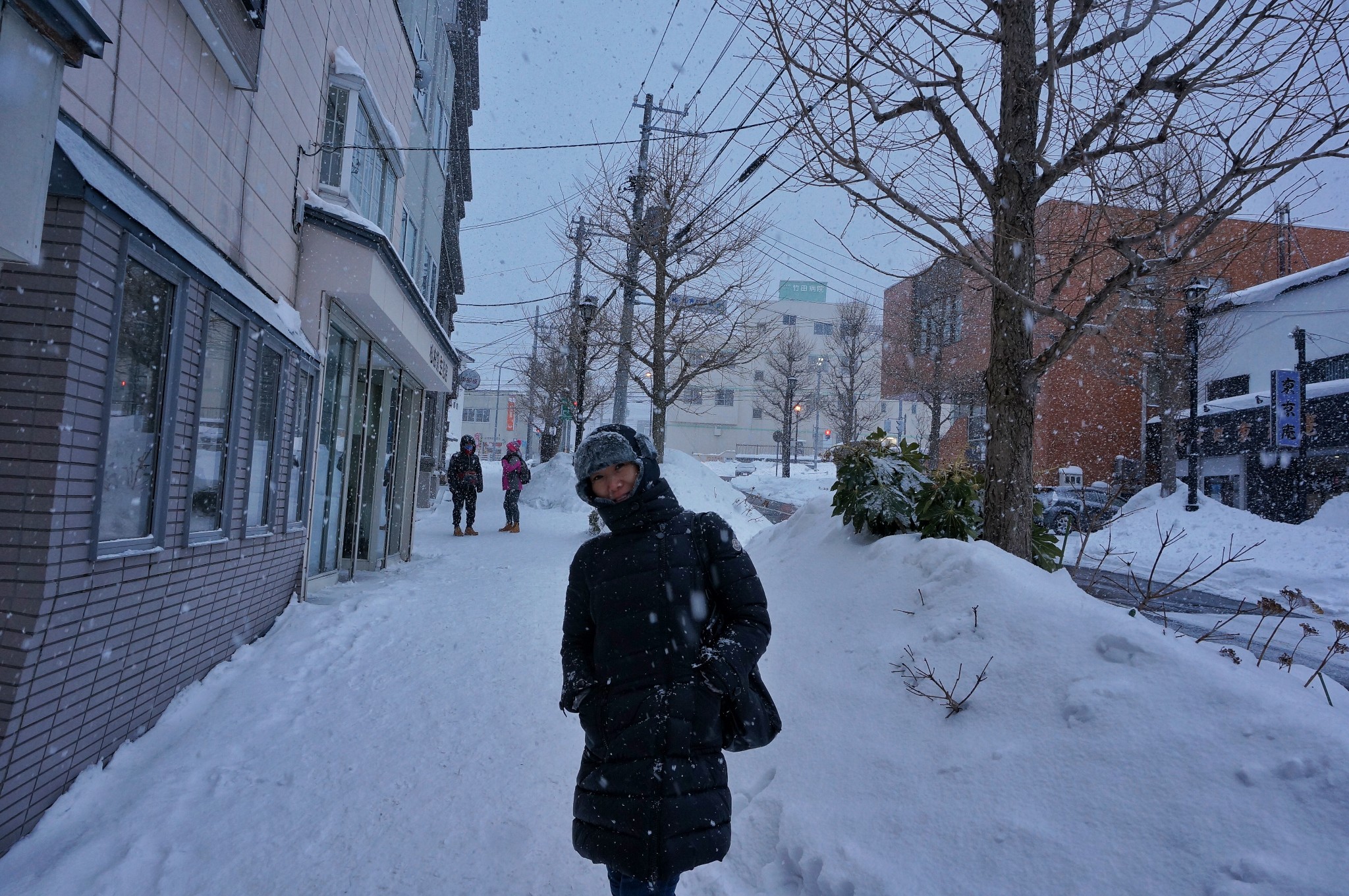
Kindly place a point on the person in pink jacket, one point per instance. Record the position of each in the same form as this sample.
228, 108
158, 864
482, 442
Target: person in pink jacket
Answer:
514, 477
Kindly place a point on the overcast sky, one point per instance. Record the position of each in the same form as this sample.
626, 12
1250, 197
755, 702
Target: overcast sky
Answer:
566, 72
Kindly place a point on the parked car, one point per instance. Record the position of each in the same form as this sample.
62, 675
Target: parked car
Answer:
1069, 510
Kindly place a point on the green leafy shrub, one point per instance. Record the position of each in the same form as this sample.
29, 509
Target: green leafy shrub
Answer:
883, 488
1046, 547
879, 484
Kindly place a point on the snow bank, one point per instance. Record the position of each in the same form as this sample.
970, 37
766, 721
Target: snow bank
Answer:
700, 489
799, 488
1310, 557
1100, 756
1333, 515
553, 487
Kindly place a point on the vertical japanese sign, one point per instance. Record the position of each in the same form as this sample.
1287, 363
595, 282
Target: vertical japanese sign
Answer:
1286, 409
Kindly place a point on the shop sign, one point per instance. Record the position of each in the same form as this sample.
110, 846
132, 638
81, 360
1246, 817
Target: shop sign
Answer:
439, 361
1286, 408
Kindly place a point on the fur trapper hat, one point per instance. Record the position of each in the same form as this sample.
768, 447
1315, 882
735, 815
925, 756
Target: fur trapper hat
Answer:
610, 445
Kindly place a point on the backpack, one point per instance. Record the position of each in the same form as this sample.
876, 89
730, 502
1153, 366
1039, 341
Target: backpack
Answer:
749, 716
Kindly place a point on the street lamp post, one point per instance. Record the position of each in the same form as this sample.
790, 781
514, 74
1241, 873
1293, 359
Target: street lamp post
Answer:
1194, 311
819, 371
587, 309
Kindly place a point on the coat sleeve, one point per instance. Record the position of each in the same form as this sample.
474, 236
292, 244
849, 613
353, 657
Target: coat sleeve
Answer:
578, 637
737, 596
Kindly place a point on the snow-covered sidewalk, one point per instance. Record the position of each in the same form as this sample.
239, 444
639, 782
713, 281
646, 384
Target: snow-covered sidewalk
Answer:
401, 736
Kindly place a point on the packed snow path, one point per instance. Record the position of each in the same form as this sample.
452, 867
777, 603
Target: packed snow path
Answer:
400, 735
397, 735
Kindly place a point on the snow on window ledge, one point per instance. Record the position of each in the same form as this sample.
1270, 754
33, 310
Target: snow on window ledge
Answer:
347, 72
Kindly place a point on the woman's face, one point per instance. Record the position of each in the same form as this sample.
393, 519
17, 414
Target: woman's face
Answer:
615, 481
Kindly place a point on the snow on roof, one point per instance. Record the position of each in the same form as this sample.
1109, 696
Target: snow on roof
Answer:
108, 178
1259, 399
1274, 288
315, 201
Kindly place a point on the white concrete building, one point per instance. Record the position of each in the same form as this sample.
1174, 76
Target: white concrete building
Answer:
723, 413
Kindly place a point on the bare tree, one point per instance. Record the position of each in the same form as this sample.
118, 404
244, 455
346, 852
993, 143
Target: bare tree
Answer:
551, 372
954, 123
850, 399
788, 356
699, 274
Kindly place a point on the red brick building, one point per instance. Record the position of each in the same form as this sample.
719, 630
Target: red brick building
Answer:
1090, 405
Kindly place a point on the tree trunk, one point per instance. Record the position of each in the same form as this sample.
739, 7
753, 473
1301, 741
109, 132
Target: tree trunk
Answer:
1009, 506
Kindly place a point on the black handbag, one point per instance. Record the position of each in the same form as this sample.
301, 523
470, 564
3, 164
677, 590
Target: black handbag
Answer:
749, 716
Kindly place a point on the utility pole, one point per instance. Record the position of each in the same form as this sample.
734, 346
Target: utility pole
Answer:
579, 239
533, 395
634, 255
1300, 342
819, 369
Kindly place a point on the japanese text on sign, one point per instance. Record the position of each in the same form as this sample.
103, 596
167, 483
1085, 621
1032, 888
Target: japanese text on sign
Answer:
1286, 408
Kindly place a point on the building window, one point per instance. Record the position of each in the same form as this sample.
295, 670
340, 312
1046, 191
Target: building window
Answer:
977, 435
300, 448
1229, 387
136, 406
335, 135
408, 242
261, 458
443, 135
373, 181
215, 419
939, 323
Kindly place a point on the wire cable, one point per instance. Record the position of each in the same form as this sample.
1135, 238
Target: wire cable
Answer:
679, 70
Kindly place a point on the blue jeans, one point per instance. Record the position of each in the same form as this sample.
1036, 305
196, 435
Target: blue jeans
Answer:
621, 884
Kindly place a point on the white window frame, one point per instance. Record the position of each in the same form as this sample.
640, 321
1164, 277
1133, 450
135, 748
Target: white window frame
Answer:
359, 93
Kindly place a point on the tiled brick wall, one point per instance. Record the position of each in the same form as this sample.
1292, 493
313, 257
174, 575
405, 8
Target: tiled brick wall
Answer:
94, 651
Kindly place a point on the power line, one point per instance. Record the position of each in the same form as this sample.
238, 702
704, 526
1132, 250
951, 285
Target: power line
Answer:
324, 147
501, 305
684, 63
522, 217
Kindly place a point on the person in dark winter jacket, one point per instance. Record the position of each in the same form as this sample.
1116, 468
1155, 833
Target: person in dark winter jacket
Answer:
514, 477
466, 481
652, 798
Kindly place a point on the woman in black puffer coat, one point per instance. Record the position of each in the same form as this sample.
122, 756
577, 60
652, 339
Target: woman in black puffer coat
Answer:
652, 797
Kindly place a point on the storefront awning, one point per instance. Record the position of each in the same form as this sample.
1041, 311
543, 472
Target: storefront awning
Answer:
356, 267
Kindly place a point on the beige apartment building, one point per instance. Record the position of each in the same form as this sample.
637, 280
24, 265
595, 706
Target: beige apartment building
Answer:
224, 336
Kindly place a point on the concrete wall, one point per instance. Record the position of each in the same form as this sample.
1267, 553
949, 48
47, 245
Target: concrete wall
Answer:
94, 651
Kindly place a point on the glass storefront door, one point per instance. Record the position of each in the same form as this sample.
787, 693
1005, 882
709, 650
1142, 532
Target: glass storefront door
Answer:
____
Reproduce all the items above word for word, leaving out the pictures.

Kindly place a point on the person in pink jacket, one point per instance. Record the position of each in the same form as this sample.
228, 108
158, 864
482, 442
Target: person in pink jacket
Answer:
514, 477
Kindly place a point on the overcast sky, one point per instance. Record the position of each in the same form as this sample.
626, 12
1250, 197
755, 702
Target: overcast sky
Answer:
566, 72
Kindly place a point on the parked car, one point per instance. Record the position of each in the same form as this sample.
62, 675
Target: parked car
Answer:
1069, 510
Kindly place a point on the green leafy shrub, one point per instance. Record the position of each in the same form as this sample.
29, 509
Target: green leafy shrub
Answer:
883, 488
1046, 547
879, 484
Kindly place a point on the snow bank, one point per instance. Record the position of each in the same form as this sample.
970, 37
766, 721
Target: snow bank
Answer:
700, 489
799, 488
1310, 557
1100, 756
1333, 515
553, 487
Kindly place a point on the vertical japanese sign, one point per instance. Record the position of each in the same form as this sample.
1287, 363
595, 282
Target: vertical japanese sign
Answer:
1286, 409
Kindly place a point on the shop sign, one point per instance. Record the position of each in the same form as this sample.
110, 846
132, 638
81, 360
1246, 817
Target: shop sign
Answer:
439, 361
1286, 408
Kindly place a point on the fur trapper hat, one point per instance. Record the position of each in the same form as this sample.
768, 447
1315, 882
735, 815
925, 756
Target: fur trapper hat
Answer:
610, 445
Kindly place a point on the backpack, one point per instance. Record the position of each in the same form as this sample.
876, 89
730, 502
1153, 366
1039, 341
Target: backpack
Answer:
749, 716
Kindly place a point on the street lamp post, one point per instance. Record the position of each in the same form as this sample.
790, 781
514, 74
1241, 873
1293, 359
Target: street lamp post
Answer:
1194, 311
819, 371
587, 309
Kindly place a point on the coat sleeve, one point per instance. Record the position of each in the same form as this sample.
474, 236
292, 244
849, 613
353, 657
Target: coat sleeve
Answer:
578, 637
737, 596
Kindly place a point on the snow-covered sidewalk, one point per instance. Record the position of each in the same form as this sample.
239, 444
639, 782
713, 281
646, 384
Target: snow-covered sidewalk
Answer:
401, 736
Kindly place a point on the packed snow path, one point per instance. Record the position of each in the same form as this sample.
452, 867
777, 603
Target: packed snow path
Answer:
400, 735
397, 735
Kindly place a point on the snow on window ledge, one point per instance. Record the position of each in the same form as this sample.
1270, 754
33, 310
Target: snow on window ledge
Answer:
347, 72
Kindly place a point on the woman's face, one point per instance. Record the position of each in the same form as this sample.
393, 519
17, 414
Target: woman's face
Answer:
615, 481
Kindly place a point on the snow on roof, one point per instance. Record the position of each in the same form as this sample.
1109, 696
Target: snow on roof
Answer:
108, 178
1259, 399
1274, 288
315, 201
Kindly place a point on the white concrete building, one point per instance. Record the position of each in the same form as this sample.
1174, 76
Target: white concrete building
Answer:
723, 413
Kindly place a point on the bare tree, one point per instance. Record the position of each in the same form as this sample.
118, 404
244, 455
346, 852
993, 143
Target: bare tree
Answer:
551, 372
954, 123
850, 399
788, 356
699, 274
Kindly place a point on the red brick building, one point per instance. Record the position of each in the same form as this sample.
719, 630
Target: red brick building
Answer:
1090, 405
Kindly place a point on the tree trunk, one point per instance. Record the position of each in the same form as this sample.
739, 7
753, 473
1301, 741
109, 132
Target: tree trunk
Answer:
1009, 506
Kindly place a point on the black handbag, one point per instance. Record the position of each in the same form as this sample.
301, 523
470, 564
3, 164
677, 590
Target: black handbag
Answer:
749, 716
Kindly place a point on the utility pole, one point per instance. Record the position of each in the same form as this sample.
734, 346
Target: utility pole
Answer:
579, 239
533, 395
634, 255
1300, 342
819, 369
Kindly place a point on the japanese text on sign, one point per instance. Record the position of each in the same form as this sample.
103, 596
167, 483
1085, 621
1032, 888
Target: japanese text on sign
Answer:
1286, 408
Kindly place a point on the building window, one point per instance. Record the position of each in the same form as this sample.
295, 670
340, 312
1046, 191
Target: building window
Answer:
977, 435
300, 448
1229, 387
136, 406
335, 135
408, 242
261, 458
443, 135
373, 181
215, 419
939, 323
Kindly place a point on the wire cable, one point per instance. Record the position of each in the same form as this sample.
1135, 238
Target: wire cable
Answer:
679, 70
Kindly place a point on the blue jeans, one point per instance. Record the position of each in the same form as this sample.
1036, 305
196, 435
Target: blue jeans
Answer:
621, 884
Kindly place a point on the white window frame, one point per instance. Record the position of each in the same form as this sample.
640, 321
1164, 277
1133, 450
135, 748
Target: white window frame
Answer:
359, 93
Kindly place a point on the tiled brick wall, one point per instance. Record the position of each in the same form as this sample.
1292, 493
313, 257
174, 575
405, 8
Target: tiled brick wall
Answer:
94, 651
Kindly place a point on the power line, one point per instance. Record the position of each in the same form as this sample.
238, 702
704, 526
1132, 250
951, 285
Target: power line
Answer:
324, 147
501, 305
684, 63
522, 217
Kindly place a point on the person in dark winter jacket, one point per instance. Record the position of each in the same form as this sample.
1116, 468
1155, 833
Target: person in dark winter jacket
Answer:
514, 477
466, 481
652, 798
Kindly place a point on the woman in black puffer coat, one point per instance. Record the position of each in the same form as this sample.
122, 756
577, 60
652, 339
Target: woman in black puffer coat
Answer:
652, 797
Kindly place a point on the storefront awning, one point per instance. Record the position of each in the same form as this sample.
1041, 311
543, 472
Target: storefront awning
Answer:
356, 267
Kindly place a point on the beige apartment building, one point per instance. Record the position of each in the same form as this sample.
637, 280
24, 265
595, 706
Target: beige apartment building
Answer:
224, 336
Kindly place a point on the concrete wall, one point per instance. Record the position of each in the same form as this sample.
1267, 553
949, 48
47, 245
Target: concrete wall
Answer:
94, 651
Kindly place a point on the glass storefront door, one point per instance. Record the position of each in the same form as this sample.
787, 693
1005, 882
709, 650
1142, 532
Target: glass storefront door
Answer:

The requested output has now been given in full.